米ニューヨーク・マンハッタンで銃撃され殺害された医療保険会社CEOの遺体発見現場から「拒否」、「防御」、「証言」と刻まれた弾丸の薬莢が回収された。
米メディア「AP通信」は6日、ニューヨーク市警(NYPD)が防犯カメラに捉えられたマスク未着用の銃撃容疑者の顔写真を公開したと報じた。
4日、米最大の医療サービス企業「ユナイテッド・ヘルスケア」のCEO、ブライアン・トンプソン氏(50)が、ニューヨーク・マンハッタンのミッドタウンの路上で銃撃を受け死亡した。犯人は約6メートル離れた場所から複数回発砲し、トンプソン氏は胸部に銃創を負った。
現場からは9mm弾3発と薬莢3個、携帯電話が発見された。薬莢には「遅延」、「拒否」、「防御」と刻まれており、保険業界批判者が指摘する保険金支払い回避の戦術と一致するとみられる。これらの言葉は、保険金支払いを遅らせ、請求を拒否し、自社の行動を正当化する手法を象徴していると解釈されている。
米メディア「ニューヨーク・タイムズ(NYT)」もトンプソン氏の銃撃事件が、医療保険申請時に支払いを拒否されることへの不満が高まっている米国医療保険業界の現状を象徴していると報じた。
NYTは、トンプソン氏の死亡が患者の間で大きな反響を呼び、多くの人々が人生の最も困難な時期に健康保険会社と否定的な経験をしたと語っていると伝えた。米メディア「CNN」がオンラインで公開した銃撃事件の映像には、「遺族への哀悼の意」と「控除金」に関するコメントが寄せられている。
ユナイテッド・ヘルスケアのような健康保険会社は、診療へのアクセスを複雑にしているとして医師や患者から批判を受けることが多い。これにより保険会社は莫大な利益を得ているとされる。
トンプソン氏はユナイテッド・ヘルスケアの保険部門CEOとして、昨年2,810億ドル(約42兆5,900億円)の収益を報告した。また、基本給100万ドル(約1億5,200万円)に加え、現金や株式による報酬を含む総額1,020万ドル(約15億4,600万円)の報酬を受け取っていた。
ただし、容疑者はまだ逮捕されておらず、薬莢の文字が犯行動機と関連しているかは確認されていない。公開された容疑者の写真は防犯カメラが捉えられたもので、警察は「容疑者は多くの人が通り過ぎる中、特定の標的を待っているように見えた」と述べた。また、「監視カメラの映像や現場で収集した証拠から、容疑者は銃器の取扱訓練を受けており、使用経験がある。さらにサプレッサーを装着していた可能性が高い」と説明した。

■ **データ**:
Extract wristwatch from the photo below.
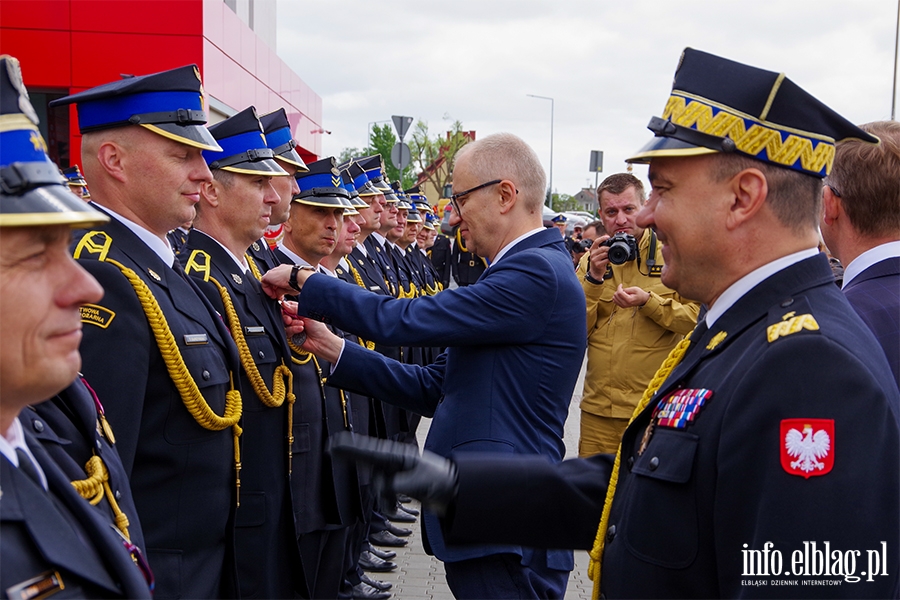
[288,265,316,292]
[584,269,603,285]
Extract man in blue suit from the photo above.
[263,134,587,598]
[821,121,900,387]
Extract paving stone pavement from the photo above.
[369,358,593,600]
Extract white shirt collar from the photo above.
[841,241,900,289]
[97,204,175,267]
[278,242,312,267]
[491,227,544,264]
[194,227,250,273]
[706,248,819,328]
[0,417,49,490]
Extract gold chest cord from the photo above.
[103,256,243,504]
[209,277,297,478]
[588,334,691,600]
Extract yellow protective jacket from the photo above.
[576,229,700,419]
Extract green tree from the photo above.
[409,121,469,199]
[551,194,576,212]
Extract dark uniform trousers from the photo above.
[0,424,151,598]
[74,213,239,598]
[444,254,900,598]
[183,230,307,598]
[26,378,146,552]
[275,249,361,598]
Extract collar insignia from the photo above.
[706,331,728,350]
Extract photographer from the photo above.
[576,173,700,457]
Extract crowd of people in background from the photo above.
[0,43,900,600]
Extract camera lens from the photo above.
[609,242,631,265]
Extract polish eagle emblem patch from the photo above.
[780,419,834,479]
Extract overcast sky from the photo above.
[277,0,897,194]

--

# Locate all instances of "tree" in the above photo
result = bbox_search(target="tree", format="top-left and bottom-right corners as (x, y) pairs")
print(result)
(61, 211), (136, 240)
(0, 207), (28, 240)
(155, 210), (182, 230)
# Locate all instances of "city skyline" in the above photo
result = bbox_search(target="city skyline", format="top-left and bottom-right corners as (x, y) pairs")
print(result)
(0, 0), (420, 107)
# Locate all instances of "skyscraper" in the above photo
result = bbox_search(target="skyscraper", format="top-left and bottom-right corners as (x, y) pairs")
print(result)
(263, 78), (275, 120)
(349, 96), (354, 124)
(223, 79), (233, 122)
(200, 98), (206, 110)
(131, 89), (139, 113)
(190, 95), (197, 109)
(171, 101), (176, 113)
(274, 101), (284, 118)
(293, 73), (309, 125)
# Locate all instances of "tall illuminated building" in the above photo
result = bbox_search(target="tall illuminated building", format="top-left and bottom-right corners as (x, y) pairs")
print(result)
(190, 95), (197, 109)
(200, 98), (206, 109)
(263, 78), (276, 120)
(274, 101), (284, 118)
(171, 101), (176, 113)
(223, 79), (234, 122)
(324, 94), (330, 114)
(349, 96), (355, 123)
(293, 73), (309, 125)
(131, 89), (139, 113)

■ **課題について**:
次の1.～3.の記述が本文の内容と合っているかを、それぞれ「はい」か「いいえ」で答えてください。判断の根拠となる本文の語句も、原文どおり引用してください。
1. 犯人は約6メートル離れた場所から発砲した。
2. 容疑者はすでに逮捕されている。
3. 現場からは9mm弾が5発発見された。
一覧の内容は、解答には使用しません。

■ **解答欄**:
1. はい。「犯人は約6メートル離れた場所から複数回発砲し」
2. いいえ。「容疑者はまだ逮捕されておらず」
3. いいえ。「現場からは9mm弾3発と薬莢3個、携帯電話が発見された」